VORGEGEBENER TEXT |

------------------------------------------------

Bei den Querdenkern handele es sich überraschenderweise um ein relativ akademisches Aktionsbündnis, dessen Durchschnittsalter 47 Jahre betrage. 31 Prozent hätten Abitur, 34 Prozent einen Studienabschluss, und der Anteil Selbstständiger sei deutlich höher als in der Gesamtbevölkerung. Typisch für diese Bewegung, die mitten aus der Gesellschaft heraus agiere, seien allerdings auch antisemitische Vorurteile, wohingegen autoritäres Denken, Fremdenfeindlichkeit oder die Verharmlosung des Nationalsozialismus weniger verbreitet sei.
In diesem Zusammenhang befördert die Studie aber auch einen wirklich überraschenden Befund zutage: Und dieser besagt, dass die Querdenker nach eigener Aussage einen ausgesprochenen Hang zur Naturromantik hätten: Deshalb vertrauten 41 Prozent der Befragten mehr ihren Gefühlen als Fakten; insbesondere denen von Institutionen oder Experten der Wissenschaft.
Ein wahrlich bemerkenswerter Hinweis, der etwas Licht ins Denken dieser Querdenker bringt. Obwohl schon allein der Name, den sich diese selbst gegeben haben, im Prinzip in die richtige Richtung weist. Denn ein Denken, dass sich selbst in die Quere kommt, blockiert den Fluss der Gedanken, was wohl dabei helfen soll, nicht weiterdenken zu müssen, weil man sich den Dingen ohnehin entgegenstellen will. Also will man „schräg“ oder „übereck“ denken, so als wolle man seine Gedanken gegen den Strich bürsten, und diese umgehend dahin befördern, wohin man sie haben will. Hätten die Querdenker etwas weniger quergedacht, hätten sie sich diesen Namen sicherlich nicht gegeben.
In diesem Kontext aber erscheint der Hang zur Naturromantik, mit dem sich die Querdenker zu definieren versuchen, auf einmal gar nicht mehr so erstaunlich. Denn ganz offensichtlich sind es deren Gefühle, die ihnen das Um-die Ecke-Denken zur zweiten Natur haben werden lassen. Ein klischeehafter Gefühlsdunst allerdings, der ihnen beim Entwirren der Wirklichkeit, die sie völlig zu überfordern scheint, da behilflich sein soll. Offenbar unfähig zu klaren und unmittelbaren Empfindungen, die ihrem Denken jedoch ohnehin längst fremd geworden sind.

------------------------------------------------

DATENAUSZUG |
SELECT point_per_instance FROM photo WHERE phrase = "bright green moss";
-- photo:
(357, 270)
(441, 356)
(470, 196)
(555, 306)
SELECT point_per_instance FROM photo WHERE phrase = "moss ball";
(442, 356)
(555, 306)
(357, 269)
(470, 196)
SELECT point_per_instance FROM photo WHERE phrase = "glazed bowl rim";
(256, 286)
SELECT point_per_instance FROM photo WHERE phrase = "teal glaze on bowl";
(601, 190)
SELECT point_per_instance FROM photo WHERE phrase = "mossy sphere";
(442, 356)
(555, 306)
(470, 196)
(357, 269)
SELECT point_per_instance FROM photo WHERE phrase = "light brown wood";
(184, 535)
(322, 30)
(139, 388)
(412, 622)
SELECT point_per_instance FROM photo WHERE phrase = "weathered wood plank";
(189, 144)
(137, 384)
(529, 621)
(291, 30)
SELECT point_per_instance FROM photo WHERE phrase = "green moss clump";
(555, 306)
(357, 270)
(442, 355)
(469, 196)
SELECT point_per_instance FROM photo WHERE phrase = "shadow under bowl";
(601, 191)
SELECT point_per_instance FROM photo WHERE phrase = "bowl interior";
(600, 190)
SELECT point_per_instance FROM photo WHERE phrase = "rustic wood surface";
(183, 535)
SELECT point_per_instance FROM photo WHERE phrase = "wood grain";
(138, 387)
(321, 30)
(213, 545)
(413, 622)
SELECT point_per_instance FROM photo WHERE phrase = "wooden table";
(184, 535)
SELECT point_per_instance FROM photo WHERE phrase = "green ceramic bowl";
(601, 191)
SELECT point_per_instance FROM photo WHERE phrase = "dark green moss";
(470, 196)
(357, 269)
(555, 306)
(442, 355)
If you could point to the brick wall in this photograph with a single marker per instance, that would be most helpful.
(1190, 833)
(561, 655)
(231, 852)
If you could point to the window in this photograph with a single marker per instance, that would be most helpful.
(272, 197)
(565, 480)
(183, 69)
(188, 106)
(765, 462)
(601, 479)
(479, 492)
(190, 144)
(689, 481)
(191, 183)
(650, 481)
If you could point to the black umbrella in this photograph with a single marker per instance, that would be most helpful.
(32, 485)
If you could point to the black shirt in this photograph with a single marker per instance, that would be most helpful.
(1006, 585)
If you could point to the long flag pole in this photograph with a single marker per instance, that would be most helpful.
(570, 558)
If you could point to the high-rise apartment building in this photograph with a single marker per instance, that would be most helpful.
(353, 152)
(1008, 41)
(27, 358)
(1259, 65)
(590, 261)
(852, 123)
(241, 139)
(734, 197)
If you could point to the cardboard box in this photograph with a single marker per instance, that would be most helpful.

------------------------------------------------

ARBEITSAUFTRÄGE |
1. Welches Durchschnittsalter nennt der Text über die Querdenker für dieses Aktionsbündnis?
2. Schreiben Sie den Text über die Querdenker im Anschluss an seinen letzten Satz weiter.
Die Datensätze sind eigenständiges Material und gehören nicht zum Text über die Querdenker.

ANTWORTEN PRO AUFGABE |
1. Das Durchschnittsalter beträgt 47 Jahre.

2.
Trotz allem aber hat deren Selbsteinschätzung auch schon wieder etwas Rührendes, da deren verquaste Natureindrücke an ein schwer gerahmtes Landschaftsbild überm Sofa erinnern, auf dem sich unter einem lieblichen Abendhimmel mit aufgeplusterten Wölkchen sanfte Hügelketten wellen, mit sattgrünen Wäldern und verschnörkelten Flussauen, auf deren blumenübersäten Wiesen niedlich Rehe grasen.
Dass diese Querdenker allerdings mit solch einem gefühlsduseligem Denkbrei unterwegs sind, wenn es darum geht, die Welt zu begreifen, erschreckt dann doch, und lässt noch eine ganz andere Variante der Täuschungsmöglichkeiten des menschlichen Wirklichkeitsbewusstseins unmittelbar anschaulich werden: Wahrnehmungsmodi und Denkprozesse nämlich, die offenbar zur Gänze von verschrobenen Gefühlen derart überlagert und beherrscht werden, dass ein aufmerksames und kritisches Denken als Gradmesser der Weltbetrachtung damit praktisch unmöglich geworden ist. Gesteuert nur noch von kruden Bauchgefühlen, die an einen großen Wackerstein erinnern, der diesen „Querfühlern" offenbar schwer im Magen liegt.
Diese kognitiven Prozesse aber pathologisch zu nennen, ist, wie schon angemerkt, mehr als kurzsichtig. Denn offenbar macht das menschliche Gehirn auch in gesundem Zustand derartig bizarr anmutende Verirrungen möglich. Eine geistig-mentale Entwicklung, die angesichts ihrer zunehmenden gesellschaftlichen Verbreitung schon allein für sich nichts Gutes erahnen lässt. COVID-19 sei eine Bagatelle, sagen nicht wenige und sterben dennoch daran wie viele andere. Wenn so das zukünftige kognitive Rüstzeug aussehen soll, mit dem der Mensch versucht, dem Klimawandel entgegenzuwirken, dann gute Nacht.
(1) Hans Blumenberg: Realität und Realismus. Suhrkamp-Verlag. Berlin, 2020.
(2) Markus Gabriel: Fiktionen. Suhrkamp-Verlag. Berlin, 2020.